- _DOCUMENT PASSAGE_
What Is A Service Dog

There is a difference between "Being of Service" and "being a servant". To Be of Service means that you're joyfully giving according to your ability and what you are giving comes from the heart. 

Being a servant means that you're giving or doing out of obligation. Also keep in mind that doing for someone who doesn't want or need you to is not service, it is a form of control. To notice a need and step forward assist, be of service. This is done no matter if noticed, thanked, appreciated, recognized or not. The service being great, it's done still. It's unconditional and done with care and love. I do simply because. . 
Service Dogs are not servants. Trained correctly, a service dog joyfully and intently does its job helping its handler. A service dog is specifically trained to help people who have disabilities, such as visual impairment, hearing impairments, mental illnesses (such as post-traumatic stress disorder (PTSD)), seizure disorder, mobility impairment, and diabetes. 

According to law (2011 American’s With Disabilities Act from the Department of Justice): Service animals are defined as dogs that are individually trained to do work or perform tasks for people with disabilities. Examples of such work or tasks include guiding people who are blind, alerting people who are deaf, pulling a wheelchair, alerting and protecting a person who is having a seizure, reminding a person with mental illness to take prescribed medications, calming a person with Post Traumatic Stress Disorder (PTSD) during an anxiety attack, or performing other duties. Service animals are working animals, not pets. 

The work or task a dog has been trained to provide must be directly related to the person’s disability. Dogs whose sole function is to provide comfort or emotional support do not qualify as service animals under the ADA.

Dataset entries
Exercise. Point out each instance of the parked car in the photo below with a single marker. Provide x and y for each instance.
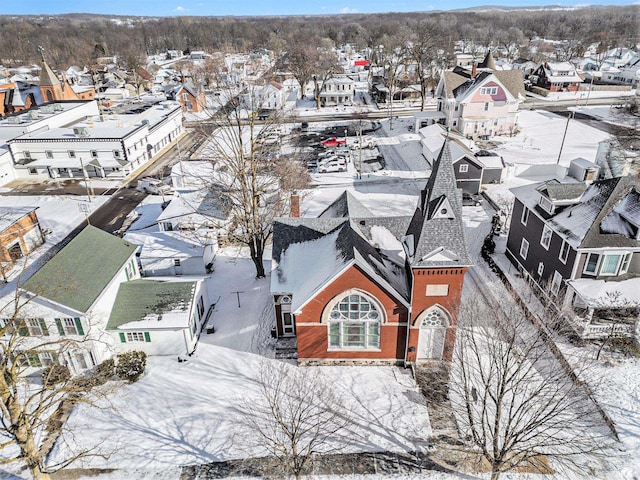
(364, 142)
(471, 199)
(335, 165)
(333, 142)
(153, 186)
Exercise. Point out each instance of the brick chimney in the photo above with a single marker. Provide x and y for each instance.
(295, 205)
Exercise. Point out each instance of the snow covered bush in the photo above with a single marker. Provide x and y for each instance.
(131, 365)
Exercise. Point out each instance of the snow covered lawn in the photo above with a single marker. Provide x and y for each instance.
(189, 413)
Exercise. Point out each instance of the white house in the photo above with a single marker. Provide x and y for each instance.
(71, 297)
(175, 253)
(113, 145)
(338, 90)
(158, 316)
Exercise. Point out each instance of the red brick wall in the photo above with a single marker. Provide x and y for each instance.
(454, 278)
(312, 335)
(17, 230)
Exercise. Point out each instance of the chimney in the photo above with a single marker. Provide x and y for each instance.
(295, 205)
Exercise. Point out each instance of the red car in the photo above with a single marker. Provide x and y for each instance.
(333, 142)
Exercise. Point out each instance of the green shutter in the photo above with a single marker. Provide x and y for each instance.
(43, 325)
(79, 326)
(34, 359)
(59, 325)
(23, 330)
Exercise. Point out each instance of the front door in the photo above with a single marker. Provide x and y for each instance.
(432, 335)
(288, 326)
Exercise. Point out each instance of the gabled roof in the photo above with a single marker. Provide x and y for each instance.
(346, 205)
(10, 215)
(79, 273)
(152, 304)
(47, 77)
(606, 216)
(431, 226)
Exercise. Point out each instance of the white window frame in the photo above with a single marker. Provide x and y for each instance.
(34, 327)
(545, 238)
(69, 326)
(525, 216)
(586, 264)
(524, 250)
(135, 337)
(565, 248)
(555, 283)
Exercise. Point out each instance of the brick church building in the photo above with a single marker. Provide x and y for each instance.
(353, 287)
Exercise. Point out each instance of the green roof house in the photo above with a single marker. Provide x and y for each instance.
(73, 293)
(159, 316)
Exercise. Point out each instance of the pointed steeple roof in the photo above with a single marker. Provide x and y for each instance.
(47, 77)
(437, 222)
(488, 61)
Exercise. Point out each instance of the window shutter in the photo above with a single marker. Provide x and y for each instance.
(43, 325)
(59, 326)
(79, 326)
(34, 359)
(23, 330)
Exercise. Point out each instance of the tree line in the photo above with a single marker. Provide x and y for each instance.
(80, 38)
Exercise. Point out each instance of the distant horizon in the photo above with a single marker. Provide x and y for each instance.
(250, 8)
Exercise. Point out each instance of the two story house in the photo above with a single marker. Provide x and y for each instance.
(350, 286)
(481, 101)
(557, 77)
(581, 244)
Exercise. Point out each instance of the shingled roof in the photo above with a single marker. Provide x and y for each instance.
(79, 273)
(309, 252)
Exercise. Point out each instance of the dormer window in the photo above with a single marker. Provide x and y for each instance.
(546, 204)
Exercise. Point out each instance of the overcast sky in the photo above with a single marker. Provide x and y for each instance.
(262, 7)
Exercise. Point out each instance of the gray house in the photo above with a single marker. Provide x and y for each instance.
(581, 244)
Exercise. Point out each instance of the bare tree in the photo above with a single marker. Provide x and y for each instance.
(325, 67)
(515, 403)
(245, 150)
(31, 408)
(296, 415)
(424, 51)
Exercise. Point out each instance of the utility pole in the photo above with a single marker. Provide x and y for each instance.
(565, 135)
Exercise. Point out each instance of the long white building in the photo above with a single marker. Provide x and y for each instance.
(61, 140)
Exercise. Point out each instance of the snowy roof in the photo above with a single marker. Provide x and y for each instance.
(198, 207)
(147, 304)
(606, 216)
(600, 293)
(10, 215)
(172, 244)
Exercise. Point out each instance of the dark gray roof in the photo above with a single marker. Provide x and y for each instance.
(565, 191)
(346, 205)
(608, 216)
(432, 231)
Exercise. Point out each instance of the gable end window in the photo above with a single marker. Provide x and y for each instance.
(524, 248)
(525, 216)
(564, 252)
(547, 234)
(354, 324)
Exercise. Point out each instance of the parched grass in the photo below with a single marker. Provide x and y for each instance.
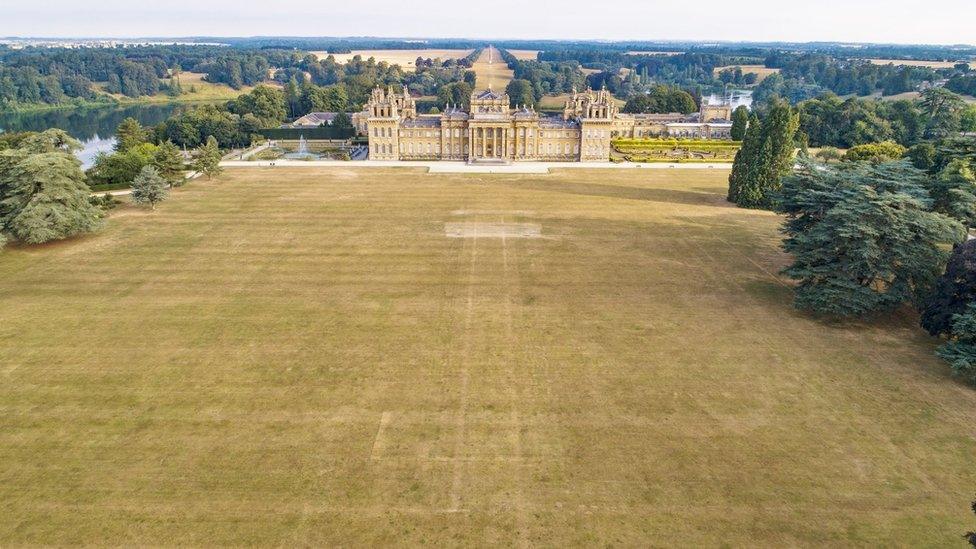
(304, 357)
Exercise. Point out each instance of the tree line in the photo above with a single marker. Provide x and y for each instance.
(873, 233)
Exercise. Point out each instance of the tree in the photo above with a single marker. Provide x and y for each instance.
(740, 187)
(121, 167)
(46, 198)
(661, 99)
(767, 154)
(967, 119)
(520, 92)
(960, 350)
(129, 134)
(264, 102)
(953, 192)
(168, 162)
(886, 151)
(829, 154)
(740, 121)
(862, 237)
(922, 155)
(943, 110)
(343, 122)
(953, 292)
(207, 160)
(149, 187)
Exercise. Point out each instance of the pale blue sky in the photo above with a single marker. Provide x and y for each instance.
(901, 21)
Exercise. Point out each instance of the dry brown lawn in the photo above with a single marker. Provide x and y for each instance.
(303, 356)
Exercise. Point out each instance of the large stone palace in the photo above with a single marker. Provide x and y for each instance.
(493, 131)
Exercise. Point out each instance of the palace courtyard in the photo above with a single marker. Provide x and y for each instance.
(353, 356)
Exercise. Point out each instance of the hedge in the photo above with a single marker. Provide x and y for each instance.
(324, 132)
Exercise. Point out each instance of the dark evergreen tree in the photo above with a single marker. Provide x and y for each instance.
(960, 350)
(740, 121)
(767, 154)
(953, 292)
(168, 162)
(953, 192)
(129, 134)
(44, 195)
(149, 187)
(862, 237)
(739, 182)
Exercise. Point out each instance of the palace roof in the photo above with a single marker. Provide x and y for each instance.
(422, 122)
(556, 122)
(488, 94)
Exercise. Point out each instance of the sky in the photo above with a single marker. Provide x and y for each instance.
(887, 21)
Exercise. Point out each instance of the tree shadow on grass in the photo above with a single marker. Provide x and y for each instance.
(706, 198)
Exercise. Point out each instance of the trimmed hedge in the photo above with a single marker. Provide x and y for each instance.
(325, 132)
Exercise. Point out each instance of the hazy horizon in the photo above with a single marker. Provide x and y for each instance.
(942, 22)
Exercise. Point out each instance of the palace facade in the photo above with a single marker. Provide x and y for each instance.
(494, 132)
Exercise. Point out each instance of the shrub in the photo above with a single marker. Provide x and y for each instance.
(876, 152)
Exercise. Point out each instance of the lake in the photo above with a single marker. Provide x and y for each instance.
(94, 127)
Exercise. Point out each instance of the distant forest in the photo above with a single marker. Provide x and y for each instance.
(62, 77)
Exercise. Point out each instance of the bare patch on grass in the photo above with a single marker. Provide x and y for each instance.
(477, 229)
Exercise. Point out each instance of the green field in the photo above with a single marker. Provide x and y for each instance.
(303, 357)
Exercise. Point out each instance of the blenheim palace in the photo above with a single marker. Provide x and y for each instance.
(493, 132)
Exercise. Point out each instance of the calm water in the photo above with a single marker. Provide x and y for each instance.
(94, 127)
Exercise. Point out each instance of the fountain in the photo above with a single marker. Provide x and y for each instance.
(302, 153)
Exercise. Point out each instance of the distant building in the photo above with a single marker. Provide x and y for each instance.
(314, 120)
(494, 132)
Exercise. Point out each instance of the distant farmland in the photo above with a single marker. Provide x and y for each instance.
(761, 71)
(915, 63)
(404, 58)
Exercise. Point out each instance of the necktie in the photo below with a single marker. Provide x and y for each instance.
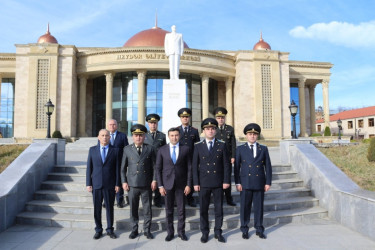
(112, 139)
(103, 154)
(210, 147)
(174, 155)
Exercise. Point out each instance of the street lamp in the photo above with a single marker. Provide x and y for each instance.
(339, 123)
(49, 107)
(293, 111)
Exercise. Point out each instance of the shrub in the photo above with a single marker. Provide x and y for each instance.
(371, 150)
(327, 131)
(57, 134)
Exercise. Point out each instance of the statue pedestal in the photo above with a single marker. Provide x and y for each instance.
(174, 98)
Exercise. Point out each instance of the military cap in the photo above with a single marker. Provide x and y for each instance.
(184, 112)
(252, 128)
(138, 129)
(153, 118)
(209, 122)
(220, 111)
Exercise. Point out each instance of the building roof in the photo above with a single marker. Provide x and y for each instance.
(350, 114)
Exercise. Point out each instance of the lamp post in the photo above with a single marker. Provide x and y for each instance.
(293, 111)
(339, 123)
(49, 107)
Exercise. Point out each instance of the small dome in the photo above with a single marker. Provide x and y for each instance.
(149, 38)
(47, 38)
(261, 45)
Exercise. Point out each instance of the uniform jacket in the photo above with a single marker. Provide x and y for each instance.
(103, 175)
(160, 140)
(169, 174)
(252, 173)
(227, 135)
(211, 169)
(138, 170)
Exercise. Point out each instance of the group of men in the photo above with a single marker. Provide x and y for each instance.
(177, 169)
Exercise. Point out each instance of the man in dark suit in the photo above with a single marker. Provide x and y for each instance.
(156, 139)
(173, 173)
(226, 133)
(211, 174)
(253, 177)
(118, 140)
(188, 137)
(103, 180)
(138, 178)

- _TASK ITEM_
In the service dog passage, which dogs does the ADA not count as service animals?

- _SOLUTION TO THIS PROBLEM_
Dogs whose sole function is to provide comfort or emotional support.